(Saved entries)
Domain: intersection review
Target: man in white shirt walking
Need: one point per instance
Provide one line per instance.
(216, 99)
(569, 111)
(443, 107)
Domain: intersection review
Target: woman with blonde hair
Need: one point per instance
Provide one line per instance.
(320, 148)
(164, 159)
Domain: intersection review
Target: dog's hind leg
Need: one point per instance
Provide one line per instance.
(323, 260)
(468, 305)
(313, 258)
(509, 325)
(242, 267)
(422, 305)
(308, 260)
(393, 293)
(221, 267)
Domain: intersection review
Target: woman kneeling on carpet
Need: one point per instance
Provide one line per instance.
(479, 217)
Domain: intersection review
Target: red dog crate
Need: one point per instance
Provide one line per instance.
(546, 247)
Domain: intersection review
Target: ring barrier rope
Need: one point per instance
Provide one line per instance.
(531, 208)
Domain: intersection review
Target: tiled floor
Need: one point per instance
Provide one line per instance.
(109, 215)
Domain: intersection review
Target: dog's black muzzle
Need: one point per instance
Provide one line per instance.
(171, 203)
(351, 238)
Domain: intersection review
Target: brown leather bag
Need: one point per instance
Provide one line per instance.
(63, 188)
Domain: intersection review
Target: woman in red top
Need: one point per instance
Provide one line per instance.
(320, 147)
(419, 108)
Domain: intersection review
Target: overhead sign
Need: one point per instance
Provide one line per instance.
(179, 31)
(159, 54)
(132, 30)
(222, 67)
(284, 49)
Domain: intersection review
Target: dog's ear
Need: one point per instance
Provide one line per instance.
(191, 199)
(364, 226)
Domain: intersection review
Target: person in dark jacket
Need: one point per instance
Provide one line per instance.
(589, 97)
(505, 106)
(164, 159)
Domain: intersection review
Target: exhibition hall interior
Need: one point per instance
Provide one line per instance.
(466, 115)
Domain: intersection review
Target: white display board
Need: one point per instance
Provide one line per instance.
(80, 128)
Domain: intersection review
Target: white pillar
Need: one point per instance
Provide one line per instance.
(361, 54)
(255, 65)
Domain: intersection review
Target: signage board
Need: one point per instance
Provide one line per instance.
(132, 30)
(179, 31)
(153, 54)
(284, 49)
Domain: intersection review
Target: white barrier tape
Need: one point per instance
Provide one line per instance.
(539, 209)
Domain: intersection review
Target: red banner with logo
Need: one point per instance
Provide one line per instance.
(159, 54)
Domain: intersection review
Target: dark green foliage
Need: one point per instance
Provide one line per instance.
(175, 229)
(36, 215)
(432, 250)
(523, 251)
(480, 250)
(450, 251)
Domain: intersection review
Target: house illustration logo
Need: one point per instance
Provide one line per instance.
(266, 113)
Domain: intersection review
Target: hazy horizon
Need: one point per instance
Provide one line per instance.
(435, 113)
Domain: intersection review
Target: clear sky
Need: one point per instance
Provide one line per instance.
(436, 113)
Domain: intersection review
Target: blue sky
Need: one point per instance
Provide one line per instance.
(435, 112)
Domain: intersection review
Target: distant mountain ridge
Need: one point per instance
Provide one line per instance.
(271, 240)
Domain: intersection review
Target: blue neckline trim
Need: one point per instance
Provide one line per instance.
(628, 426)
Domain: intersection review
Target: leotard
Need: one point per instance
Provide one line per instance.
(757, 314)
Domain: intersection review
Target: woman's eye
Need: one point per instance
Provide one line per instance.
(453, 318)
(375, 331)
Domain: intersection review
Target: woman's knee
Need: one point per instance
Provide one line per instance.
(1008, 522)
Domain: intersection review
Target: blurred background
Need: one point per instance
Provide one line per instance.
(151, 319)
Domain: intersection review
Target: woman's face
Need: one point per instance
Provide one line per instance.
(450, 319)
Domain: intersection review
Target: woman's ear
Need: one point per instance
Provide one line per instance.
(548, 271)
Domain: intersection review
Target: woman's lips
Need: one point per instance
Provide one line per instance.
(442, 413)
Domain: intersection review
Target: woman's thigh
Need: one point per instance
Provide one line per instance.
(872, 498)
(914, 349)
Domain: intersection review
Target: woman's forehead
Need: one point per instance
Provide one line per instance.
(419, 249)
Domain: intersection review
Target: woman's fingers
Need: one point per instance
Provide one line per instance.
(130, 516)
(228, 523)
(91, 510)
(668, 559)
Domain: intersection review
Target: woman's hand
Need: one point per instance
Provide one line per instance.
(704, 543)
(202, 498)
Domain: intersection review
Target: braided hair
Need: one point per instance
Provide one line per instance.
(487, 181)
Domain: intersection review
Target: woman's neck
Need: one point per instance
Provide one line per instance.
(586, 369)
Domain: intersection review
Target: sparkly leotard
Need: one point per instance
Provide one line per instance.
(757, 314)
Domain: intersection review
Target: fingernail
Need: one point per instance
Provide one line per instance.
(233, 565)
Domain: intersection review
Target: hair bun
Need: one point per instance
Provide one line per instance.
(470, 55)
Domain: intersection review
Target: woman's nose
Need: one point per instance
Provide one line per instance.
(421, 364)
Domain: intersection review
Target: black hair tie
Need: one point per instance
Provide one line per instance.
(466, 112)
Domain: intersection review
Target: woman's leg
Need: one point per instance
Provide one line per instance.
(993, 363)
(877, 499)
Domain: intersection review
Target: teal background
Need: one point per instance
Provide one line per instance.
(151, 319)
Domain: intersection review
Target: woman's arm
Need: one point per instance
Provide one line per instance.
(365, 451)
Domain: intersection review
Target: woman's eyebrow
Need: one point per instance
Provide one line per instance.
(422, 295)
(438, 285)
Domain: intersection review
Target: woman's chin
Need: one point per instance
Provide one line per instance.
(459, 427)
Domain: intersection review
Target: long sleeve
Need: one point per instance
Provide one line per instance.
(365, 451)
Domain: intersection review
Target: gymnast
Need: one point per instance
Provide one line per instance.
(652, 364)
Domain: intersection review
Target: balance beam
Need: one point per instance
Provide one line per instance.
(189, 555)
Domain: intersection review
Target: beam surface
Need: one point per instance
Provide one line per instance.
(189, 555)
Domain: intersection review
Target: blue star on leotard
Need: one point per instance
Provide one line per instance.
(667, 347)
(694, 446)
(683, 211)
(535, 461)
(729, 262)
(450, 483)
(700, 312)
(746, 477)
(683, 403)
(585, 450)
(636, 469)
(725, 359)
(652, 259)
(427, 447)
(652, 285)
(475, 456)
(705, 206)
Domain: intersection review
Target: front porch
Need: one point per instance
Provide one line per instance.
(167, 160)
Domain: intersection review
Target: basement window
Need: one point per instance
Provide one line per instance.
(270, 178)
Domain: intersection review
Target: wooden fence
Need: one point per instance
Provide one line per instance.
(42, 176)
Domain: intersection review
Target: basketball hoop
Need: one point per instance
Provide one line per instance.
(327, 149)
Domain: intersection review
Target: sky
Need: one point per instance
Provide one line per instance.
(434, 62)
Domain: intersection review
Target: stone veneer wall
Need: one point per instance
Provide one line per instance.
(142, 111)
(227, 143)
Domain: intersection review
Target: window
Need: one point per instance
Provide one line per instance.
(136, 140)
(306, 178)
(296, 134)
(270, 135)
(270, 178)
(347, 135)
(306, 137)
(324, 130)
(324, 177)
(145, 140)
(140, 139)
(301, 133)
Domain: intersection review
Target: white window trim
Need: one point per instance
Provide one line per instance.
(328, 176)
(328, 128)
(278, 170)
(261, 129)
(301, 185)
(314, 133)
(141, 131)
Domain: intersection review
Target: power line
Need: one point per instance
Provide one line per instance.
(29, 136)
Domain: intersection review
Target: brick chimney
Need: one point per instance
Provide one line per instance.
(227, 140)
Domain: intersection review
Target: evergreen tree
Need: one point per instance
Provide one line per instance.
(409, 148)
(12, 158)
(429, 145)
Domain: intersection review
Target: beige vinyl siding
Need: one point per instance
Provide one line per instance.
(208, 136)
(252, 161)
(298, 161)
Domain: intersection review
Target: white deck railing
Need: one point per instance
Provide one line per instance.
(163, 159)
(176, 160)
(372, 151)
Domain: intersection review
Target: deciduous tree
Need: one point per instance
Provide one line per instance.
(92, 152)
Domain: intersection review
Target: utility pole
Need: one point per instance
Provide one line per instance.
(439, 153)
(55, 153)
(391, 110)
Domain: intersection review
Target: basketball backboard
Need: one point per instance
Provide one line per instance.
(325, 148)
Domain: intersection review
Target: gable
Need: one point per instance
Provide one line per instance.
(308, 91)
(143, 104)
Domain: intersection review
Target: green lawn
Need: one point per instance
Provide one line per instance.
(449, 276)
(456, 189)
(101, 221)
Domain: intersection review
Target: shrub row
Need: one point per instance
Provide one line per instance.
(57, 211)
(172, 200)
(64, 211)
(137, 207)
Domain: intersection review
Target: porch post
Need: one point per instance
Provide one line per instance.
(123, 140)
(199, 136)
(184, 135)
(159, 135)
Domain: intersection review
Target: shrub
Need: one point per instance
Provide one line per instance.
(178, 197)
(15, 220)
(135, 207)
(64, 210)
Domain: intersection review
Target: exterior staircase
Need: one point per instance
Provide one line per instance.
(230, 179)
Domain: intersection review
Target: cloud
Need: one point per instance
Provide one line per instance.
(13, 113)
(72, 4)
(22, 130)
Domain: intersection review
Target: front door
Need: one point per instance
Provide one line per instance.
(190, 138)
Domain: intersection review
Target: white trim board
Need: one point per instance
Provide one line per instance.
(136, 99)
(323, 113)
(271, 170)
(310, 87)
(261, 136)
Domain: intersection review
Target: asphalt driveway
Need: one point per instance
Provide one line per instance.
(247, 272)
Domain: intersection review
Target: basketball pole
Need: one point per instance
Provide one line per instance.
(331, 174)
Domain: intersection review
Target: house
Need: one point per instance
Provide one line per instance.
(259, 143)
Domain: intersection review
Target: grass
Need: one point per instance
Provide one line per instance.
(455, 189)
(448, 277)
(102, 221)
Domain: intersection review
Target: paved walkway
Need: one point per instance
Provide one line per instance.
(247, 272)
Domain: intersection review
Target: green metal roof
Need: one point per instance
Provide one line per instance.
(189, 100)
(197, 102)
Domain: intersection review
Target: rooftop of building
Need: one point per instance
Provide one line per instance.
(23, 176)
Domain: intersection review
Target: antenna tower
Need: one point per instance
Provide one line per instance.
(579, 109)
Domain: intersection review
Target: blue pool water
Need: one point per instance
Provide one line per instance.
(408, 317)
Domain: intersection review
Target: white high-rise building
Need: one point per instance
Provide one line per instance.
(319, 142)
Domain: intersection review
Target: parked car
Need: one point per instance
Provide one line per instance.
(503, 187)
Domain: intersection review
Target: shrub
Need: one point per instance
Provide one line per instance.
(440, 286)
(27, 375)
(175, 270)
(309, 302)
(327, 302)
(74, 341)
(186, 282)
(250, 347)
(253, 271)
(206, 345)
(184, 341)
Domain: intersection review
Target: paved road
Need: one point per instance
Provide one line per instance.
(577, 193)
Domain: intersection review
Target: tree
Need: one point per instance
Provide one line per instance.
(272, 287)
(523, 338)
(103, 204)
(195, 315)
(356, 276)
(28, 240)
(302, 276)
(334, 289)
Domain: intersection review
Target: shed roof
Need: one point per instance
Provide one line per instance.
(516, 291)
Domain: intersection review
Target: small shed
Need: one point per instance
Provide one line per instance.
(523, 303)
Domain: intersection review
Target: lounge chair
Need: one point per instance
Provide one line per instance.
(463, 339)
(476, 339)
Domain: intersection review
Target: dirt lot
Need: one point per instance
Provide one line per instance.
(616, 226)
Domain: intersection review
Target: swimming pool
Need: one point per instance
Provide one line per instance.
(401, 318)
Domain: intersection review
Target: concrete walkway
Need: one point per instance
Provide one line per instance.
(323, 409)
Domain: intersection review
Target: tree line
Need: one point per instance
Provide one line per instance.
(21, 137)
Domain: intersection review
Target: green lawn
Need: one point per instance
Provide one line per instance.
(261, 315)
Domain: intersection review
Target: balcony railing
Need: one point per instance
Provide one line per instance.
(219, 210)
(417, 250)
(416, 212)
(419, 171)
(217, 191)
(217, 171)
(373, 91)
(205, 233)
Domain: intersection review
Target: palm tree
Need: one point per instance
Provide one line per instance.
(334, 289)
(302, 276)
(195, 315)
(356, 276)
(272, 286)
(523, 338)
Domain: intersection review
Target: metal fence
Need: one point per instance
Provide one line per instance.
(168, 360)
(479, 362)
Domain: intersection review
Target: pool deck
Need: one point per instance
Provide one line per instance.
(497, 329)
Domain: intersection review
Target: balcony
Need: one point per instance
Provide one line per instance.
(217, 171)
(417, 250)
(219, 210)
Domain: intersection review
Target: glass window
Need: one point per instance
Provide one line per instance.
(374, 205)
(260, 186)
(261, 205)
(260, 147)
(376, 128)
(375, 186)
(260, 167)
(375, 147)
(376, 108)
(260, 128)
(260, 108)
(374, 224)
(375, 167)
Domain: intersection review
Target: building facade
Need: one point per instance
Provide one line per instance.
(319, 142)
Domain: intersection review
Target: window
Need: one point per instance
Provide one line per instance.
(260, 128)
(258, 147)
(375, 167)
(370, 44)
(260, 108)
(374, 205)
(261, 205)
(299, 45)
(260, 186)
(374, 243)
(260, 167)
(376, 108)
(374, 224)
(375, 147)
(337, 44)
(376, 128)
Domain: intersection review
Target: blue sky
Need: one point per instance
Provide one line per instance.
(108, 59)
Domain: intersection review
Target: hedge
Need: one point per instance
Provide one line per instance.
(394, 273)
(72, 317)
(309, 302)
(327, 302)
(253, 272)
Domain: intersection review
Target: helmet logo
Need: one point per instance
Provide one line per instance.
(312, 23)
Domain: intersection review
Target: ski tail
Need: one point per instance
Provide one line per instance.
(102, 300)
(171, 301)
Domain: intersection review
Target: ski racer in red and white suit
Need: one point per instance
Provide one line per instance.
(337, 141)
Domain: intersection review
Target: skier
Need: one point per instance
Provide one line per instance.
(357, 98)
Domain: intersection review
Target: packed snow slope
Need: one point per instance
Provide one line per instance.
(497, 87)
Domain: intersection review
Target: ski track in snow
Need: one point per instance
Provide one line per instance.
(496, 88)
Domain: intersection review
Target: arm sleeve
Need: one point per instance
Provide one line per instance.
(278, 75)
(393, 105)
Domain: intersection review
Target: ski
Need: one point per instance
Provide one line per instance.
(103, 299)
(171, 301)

[Directions for this task]
Count every line that holds the word "sleeve" in the entries, and state the result alone.

[Answer space]
2